= SOURCE EXTRACT =
--------------------------------------------------
The Mom, Wife, Dream Life

The daily life of a mom, wife, and individual.

Many ask themselves what habit they would like to start, or what habit they would like to stop, but do we ever ask ourselves if we have any habits that keep us connected with others? From my personal experience, is no, not until this blog, at least for me. I’ve never thought about them as habits, but I have thought about them as just things. Things we do in our lives to keep the people we love close and grow those bonds we have with them.

Why is any specific thing any different from a habit? I don’t believe it is really. They could be considered interchangeable if a thing that you do is consistent and constant in your life. For example, many people fill up their water bottles in the morning before starting their day. Is that something you do, or is it a habit? Maybe you decide to do your laundry every Monday. Is that a habit, or is that simply something you chose to do? Is there a difference? I don’t know if there is, to be completely honest with you! What exactly is a habit? A habit is a settled or regular tendency or practice, one that is hard to give up.
--------------------------------------------------
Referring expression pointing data
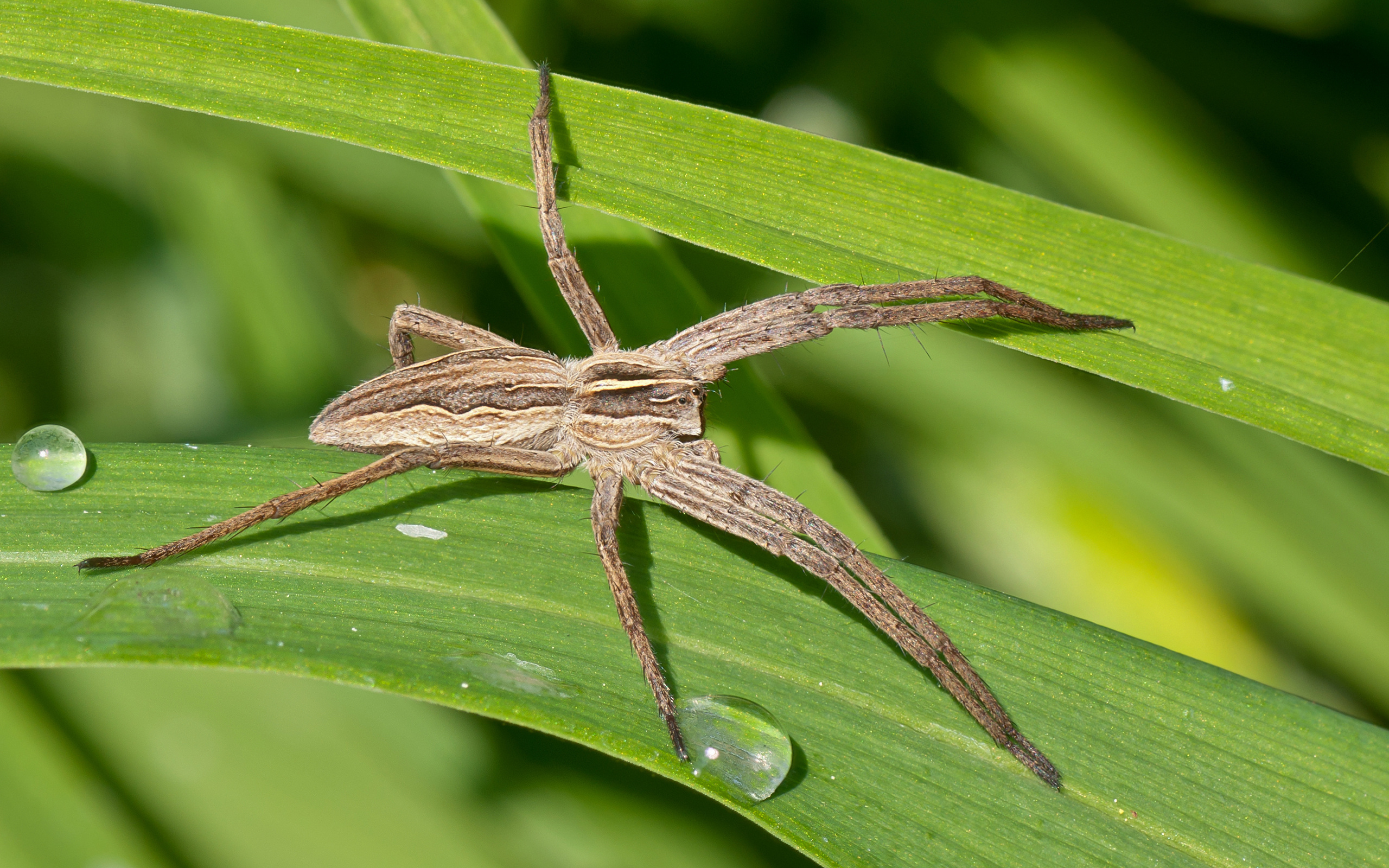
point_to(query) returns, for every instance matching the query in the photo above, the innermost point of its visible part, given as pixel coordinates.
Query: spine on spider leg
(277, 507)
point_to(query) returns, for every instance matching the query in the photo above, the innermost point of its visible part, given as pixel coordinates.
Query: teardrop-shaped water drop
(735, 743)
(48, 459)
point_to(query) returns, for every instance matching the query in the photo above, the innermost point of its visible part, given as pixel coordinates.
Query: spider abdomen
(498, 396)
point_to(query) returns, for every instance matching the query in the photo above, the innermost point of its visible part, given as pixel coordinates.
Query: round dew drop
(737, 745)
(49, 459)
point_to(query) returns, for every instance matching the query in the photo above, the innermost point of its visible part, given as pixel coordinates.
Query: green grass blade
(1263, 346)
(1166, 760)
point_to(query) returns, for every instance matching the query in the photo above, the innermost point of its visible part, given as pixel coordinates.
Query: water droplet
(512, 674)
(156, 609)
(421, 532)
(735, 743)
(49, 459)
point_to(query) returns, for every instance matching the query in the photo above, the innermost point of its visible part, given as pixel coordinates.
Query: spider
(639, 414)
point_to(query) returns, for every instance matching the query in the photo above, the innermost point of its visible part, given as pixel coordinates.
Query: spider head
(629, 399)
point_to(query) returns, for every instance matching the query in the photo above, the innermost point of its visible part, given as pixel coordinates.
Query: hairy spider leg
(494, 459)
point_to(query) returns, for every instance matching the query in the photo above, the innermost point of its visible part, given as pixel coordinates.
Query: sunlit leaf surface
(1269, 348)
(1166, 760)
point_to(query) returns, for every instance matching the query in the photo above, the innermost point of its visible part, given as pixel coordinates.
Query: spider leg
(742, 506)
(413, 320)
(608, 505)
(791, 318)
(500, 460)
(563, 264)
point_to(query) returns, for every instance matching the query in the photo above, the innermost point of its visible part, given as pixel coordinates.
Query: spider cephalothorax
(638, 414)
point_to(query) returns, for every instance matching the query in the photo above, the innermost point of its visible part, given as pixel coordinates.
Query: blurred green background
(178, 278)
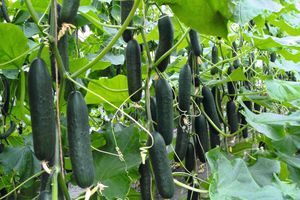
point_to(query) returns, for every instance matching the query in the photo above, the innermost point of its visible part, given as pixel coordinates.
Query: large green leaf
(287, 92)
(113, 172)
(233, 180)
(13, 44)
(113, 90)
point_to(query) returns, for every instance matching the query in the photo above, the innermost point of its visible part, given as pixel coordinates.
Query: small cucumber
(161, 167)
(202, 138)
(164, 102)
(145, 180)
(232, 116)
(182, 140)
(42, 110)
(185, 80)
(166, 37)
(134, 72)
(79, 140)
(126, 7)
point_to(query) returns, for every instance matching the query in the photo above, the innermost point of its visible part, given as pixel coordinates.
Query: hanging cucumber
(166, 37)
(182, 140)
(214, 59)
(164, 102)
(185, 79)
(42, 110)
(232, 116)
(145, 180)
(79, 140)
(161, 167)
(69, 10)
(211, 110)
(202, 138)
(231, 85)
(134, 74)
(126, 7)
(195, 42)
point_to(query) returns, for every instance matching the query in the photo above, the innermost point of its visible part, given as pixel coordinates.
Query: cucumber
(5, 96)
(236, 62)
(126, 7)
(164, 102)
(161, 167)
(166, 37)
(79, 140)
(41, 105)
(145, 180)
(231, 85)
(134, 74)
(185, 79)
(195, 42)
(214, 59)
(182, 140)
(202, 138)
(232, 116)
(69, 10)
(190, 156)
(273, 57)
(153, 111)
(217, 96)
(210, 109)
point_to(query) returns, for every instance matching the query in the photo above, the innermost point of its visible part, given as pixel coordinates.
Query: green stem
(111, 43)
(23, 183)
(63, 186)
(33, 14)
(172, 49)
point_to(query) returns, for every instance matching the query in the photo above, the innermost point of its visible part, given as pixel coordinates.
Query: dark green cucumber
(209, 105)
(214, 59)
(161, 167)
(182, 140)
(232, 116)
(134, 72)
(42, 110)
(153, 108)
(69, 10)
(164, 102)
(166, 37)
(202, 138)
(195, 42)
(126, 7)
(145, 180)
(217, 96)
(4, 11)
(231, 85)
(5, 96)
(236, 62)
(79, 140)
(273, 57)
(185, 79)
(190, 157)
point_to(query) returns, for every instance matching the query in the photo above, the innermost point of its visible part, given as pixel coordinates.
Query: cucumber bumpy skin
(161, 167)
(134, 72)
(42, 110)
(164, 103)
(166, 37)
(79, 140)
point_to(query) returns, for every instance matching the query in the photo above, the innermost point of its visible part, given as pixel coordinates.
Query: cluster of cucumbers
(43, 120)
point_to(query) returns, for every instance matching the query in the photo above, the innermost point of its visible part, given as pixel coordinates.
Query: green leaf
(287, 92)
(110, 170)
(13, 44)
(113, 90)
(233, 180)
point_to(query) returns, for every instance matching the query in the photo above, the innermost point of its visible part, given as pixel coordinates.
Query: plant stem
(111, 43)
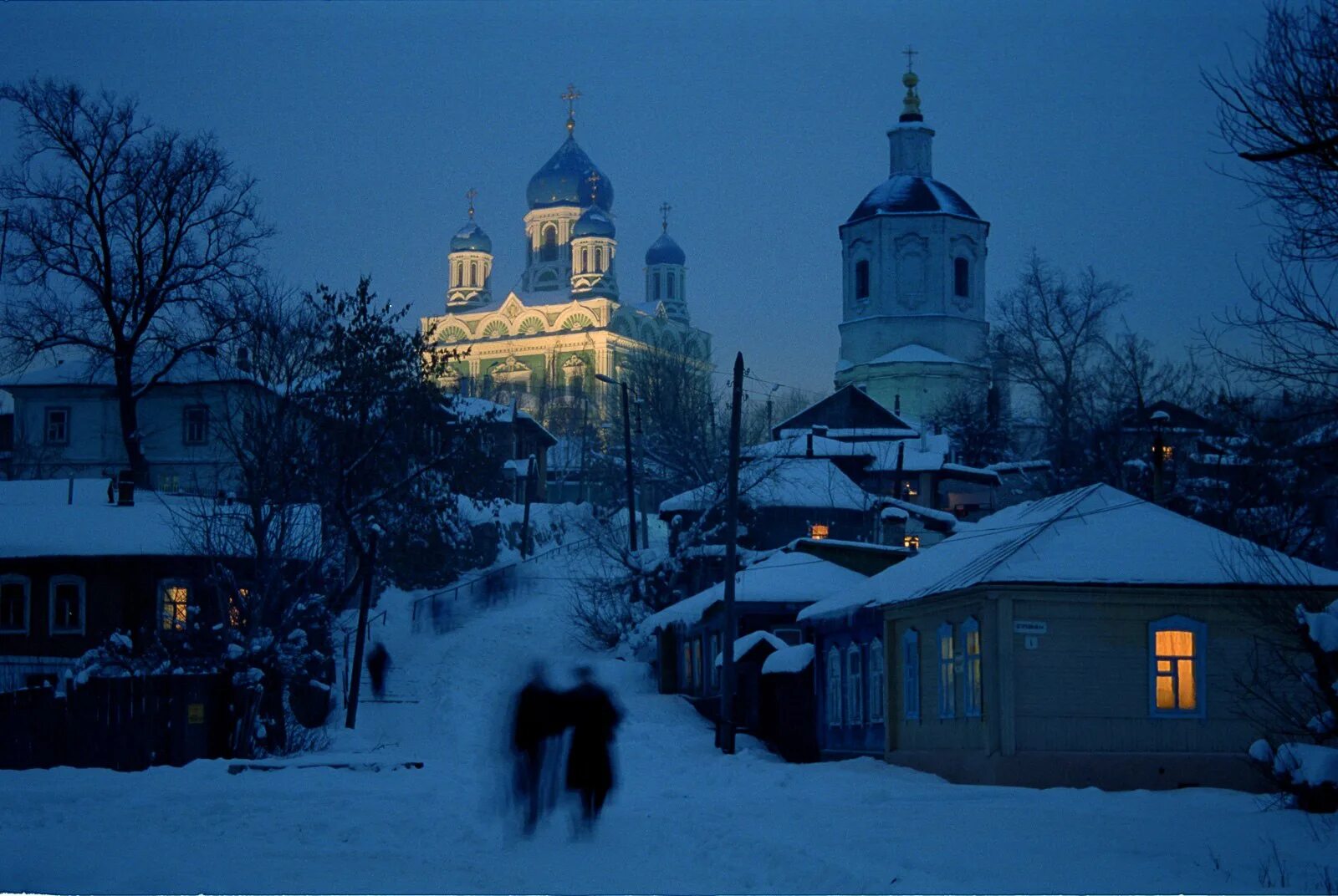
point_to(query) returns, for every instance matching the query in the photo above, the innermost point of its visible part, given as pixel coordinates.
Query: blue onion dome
--------------------------------------------------
= APPLY WHAT YOU READ =
**1.** In the blog post about habits, how is a habit defined?
**2.** Carry on writing the blog post about habits from the point where it stops.
Nothing in the listing is needed for what is asked here.

= ANSWERS TO THE EXERCISES =
**1.** A habit is a settled or regular tendency or practice that is hard to give up.

**2.**
What is a Habit that we have in Our Marriage?

Something that Ethan and I consider a habit, which we have shared throughout our marriage, probably wouldn’t be considered a habit by most people. Let me convince you otherwise. It is a habit now, should be a habit in your life, and will forever be a habit in ours. Laughter is the best medicine. Laughter with someone you love fills your soul with rejuvenation. Our marriage has been beautiful, but those hard times when life has brought chaos, pain, hurt, and overall feelings of negativity have been healed, even just a little bit, with laughter.

Here are some short-term and long-term benefits from laughter (from the Mayo Clinic):

Short-Term:

  • Stimulate the organs: it enhances the oxygen intake of your body, stimulates the heart, lungs, and muscles, and increases the endorphins that are released in your brain.
  • Activates and releases the stress response: increases or decreases your stress response, increases or decreases heart rate and blood pressure, making you feel calm or relaxed.
  • Soothes tension: stimulates circulation, aids muscle relaxation, ultimately reducing stress.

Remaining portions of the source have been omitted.